TASK REQUIREMENTS:
Lay out the lines of the material below as a JSON list of strings, one string per line and no blank lines. Include everything from the line containing "the red brick" down to the end of the material, and nothing else.

+++ RECORDS FOR THIS TASK

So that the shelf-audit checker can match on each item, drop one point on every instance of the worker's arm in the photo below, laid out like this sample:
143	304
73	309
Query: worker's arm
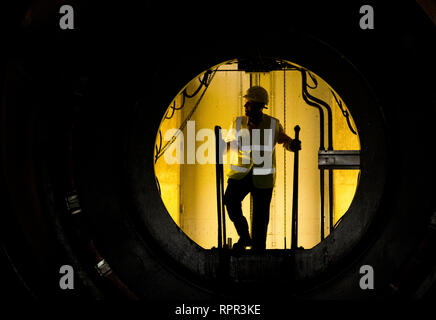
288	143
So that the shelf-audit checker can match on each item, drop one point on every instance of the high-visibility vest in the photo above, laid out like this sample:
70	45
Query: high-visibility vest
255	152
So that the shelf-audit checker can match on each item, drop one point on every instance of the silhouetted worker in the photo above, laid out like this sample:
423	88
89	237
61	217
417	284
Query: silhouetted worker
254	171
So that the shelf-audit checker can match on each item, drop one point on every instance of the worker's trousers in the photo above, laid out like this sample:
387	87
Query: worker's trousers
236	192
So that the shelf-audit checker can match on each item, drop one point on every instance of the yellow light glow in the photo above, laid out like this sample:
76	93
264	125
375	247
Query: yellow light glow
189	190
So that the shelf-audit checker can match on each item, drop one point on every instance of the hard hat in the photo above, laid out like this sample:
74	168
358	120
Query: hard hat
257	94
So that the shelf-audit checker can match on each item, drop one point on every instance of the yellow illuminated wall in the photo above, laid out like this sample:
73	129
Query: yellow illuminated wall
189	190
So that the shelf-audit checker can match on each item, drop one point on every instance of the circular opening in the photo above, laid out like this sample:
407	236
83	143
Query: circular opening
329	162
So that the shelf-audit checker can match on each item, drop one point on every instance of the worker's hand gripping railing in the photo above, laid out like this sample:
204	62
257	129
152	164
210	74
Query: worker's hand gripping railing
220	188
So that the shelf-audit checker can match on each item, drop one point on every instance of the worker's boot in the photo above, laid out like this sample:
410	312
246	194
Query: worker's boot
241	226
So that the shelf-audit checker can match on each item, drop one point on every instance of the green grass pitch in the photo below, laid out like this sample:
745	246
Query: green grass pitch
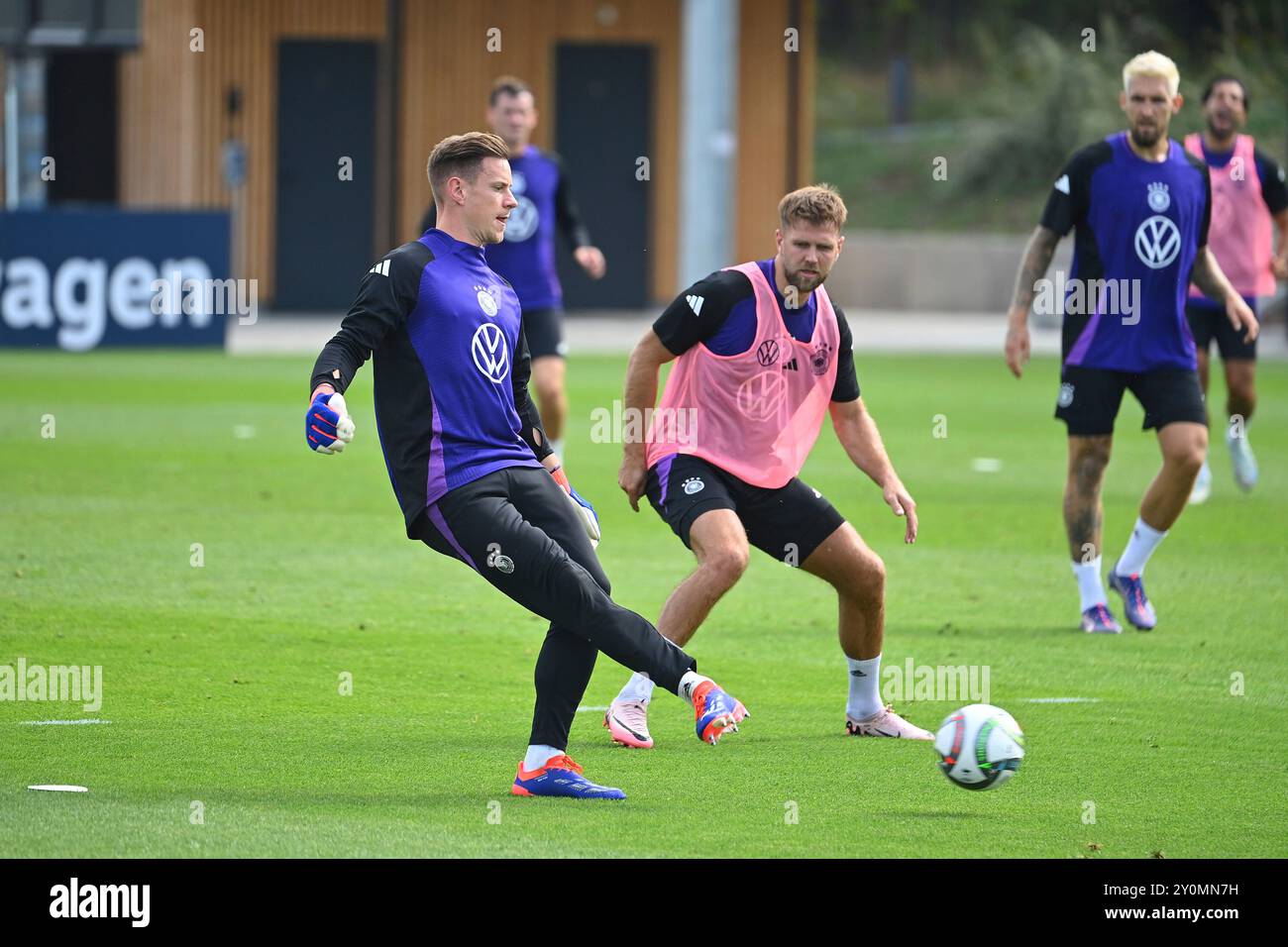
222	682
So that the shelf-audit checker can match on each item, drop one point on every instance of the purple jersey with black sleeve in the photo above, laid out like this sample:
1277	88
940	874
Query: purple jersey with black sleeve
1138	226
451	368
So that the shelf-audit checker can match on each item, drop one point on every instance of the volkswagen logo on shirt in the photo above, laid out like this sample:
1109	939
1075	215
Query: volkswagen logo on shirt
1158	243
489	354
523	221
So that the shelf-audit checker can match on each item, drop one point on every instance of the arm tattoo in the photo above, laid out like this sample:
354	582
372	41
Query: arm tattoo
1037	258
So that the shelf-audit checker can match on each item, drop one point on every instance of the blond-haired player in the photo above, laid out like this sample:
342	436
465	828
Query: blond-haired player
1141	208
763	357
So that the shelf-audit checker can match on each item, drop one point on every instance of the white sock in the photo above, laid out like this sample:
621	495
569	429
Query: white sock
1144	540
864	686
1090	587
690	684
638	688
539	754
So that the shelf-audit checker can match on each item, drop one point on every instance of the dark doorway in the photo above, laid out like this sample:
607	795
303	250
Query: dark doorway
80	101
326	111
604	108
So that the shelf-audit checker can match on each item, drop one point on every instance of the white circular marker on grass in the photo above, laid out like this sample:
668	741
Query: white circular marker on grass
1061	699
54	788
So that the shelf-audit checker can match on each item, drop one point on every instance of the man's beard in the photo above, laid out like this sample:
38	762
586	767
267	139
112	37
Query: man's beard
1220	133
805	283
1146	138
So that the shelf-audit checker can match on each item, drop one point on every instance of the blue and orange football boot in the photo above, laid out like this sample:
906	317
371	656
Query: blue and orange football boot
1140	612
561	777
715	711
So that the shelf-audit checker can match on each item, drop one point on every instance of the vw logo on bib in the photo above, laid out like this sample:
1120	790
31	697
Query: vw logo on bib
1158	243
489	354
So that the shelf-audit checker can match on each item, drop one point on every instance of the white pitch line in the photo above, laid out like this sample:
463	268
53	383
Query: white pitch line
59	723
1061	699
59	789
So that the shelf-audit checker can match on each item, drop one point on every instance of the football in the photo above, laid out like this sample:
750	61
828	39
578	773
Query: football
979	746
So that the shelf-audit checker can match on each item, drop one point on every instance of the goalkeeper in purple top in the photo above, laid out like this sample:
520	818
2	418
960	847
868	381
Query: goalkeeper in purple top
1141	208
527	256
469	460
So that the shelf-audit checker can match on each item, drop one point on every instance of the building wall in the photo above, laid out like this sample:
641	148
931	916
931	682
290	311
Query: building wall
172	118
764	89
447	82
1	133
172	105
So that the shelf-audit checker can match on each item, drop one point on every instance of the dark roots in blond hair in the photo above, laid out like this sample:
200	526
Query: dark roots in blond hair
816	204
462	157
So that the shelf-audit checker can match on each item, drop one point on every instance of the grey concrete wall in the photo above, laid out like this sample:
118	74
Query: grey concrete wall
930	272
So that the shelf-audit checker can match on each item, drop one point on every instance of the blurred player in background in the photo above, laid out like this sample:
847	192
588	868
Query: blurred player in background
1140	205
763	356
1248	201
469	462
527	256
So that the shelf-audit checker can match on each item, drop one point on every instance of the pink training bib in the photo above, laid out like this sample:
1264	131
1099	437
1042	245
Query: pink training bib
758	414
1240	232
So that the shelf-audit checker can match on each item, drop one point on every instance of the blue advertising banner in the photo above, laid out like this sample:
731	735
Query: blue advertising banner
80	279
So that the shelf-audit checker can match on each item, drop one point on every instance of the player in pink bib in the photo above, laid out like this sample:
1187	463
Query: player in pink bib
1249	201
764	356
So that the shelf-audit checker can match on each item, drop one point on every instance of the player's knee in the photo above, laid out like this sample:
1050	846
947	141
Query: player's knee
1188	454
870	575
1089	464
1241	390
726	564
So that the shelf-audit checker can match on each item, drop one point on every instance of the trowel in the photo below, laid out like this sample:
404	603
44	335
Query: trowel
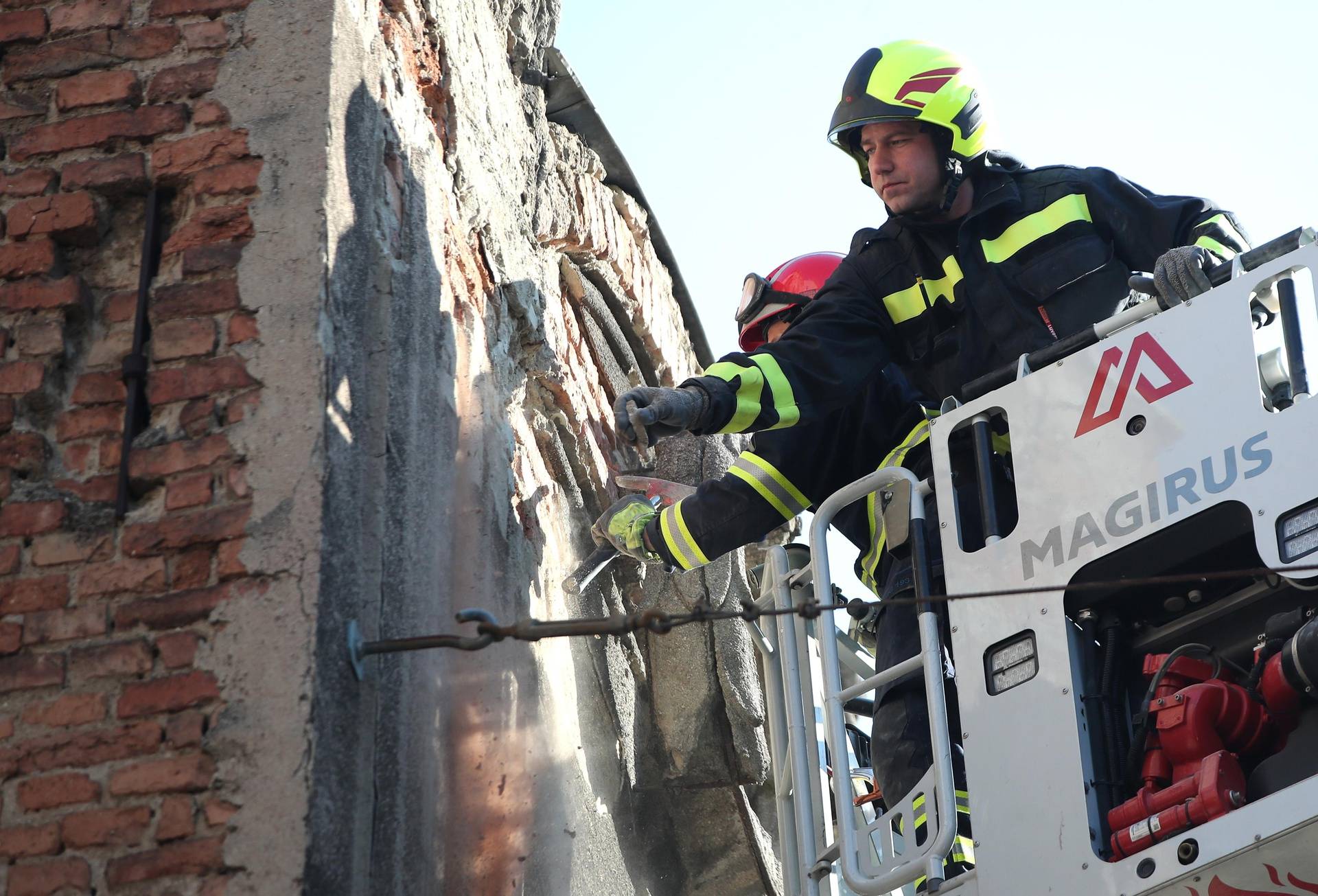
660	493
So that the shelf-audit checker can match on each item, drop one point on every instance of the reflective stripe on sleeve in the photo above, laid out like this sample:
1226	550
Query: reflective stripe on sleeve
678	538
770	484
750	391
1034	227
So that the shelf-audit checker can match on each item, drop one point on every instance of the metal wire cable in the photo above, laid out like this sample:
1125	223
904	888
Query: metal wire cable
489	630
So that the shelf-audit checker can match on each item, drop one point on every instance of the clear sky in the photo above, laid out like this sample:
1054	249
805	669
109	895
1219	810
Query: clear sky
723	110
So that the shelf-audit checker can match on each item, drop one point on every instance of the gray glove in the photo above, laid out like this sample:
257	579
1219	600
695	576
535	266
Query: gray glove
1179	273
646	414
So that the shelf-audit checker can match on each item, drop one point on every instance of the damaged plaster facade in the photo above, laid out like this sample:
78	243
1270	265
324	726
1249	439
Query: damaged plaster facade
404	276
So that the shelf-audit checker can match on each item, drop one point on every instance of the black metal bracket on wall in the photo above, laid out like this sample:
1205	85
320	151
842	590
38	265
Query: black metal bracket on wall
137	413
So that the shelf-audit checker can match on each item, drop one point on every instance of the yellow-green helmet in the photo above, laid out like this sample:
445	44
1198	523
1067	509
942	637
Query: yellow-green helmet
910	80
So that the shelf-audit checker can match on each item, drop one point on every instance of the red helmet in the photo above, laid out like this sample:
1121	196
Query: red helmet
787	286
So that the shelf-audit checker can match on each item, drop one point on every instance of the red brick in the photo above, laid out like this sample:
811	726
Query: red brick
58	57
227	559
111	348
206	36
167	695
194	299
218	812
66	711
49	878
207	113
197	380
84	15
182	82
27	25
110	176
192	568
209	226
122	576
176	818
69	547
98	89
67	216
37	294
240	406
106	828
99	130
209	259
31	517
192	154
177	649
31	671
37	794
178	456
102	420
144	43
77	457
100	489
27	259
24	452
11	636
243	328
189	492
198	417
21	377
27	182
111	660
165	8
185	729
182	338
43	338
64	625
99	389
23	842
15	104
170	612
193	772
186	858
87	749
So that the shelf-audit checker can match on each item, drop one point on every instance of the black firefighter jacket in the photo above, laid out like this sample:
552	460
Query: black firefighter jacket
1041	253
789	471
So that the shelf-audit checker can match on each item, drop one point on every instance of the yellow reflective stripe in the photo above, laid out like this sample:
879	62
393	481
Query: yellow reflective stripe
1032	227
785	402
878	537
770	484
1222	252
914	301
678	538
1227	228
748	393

++++++

TASK RESULT:
[
  "So that the shelf-audit checker can match on each item, drop one point on every instance of the red brick in the photo above, laid out like this sample:",
  "811\t726",
  "Query: red brick",
  "58\t57",
  "227\t559",
  "111\t348",
  "206\t36",
  "167\t695",
  "194\t299",
  "218\t812",
  "66\t711",
  "49\t878",
  "207\t113",
  "197\t380",
  "84\t15",
  "182\t82",
  "27\t25",
  "110\t176",
  "192\t568",
  "209\t226",
  "122\t576",
  "176\t818",
  "69\t547",
  "98\t89",
  "67\t216",
  "37\t294",
  "240\t406",
  "106\t828",
  "99\t130",
  "209\t259",
  "31\t517",
  "192\t154",
  "177\t649",
  "31\t671",
  "37\t794",
  "178\t456",
  "102\t420",
  "144\t43",
  "77\t457",
  "100\t489",
  "27\t259",
  "24\t452",
  "11\t636",
  "243\t328",
  "189\t492",
  "198\t417",
  "21\t377",
  "27\t182",
  "111\t660",
  "165\t8",
  "185\t729",
  "182\t338",
  "43\t338",
  "64\t625",
  "99\t389",
  "23\t842",
  "15\t104",
  "170\t612",
  "193\t772",
  "186\t858",
  "87\t749",
  "So that the shelf-audit checker can match on each item, drop one point on every instance of the black firefighter jacket in the photo above, laid out like this sample:",
  "552\t460",
  "Query: black firefighter jacket",
  "1041\t253",
  "789\t471",
  "So that the shelf-audit checker can match on each item, drop one point on every instance of the yellow reflective stripe in the photo above, laid out like this sample:",
  "879\t62",
  "393\t481",
  "Query: yellow reflective stripe",
  "1032\t227",
  "785\t402",
  "878\t537",
  "770\t484",
  "1222\t252",
  "914\t301",
  "678\t538",
  "1227\t228",
  "748\t393"
]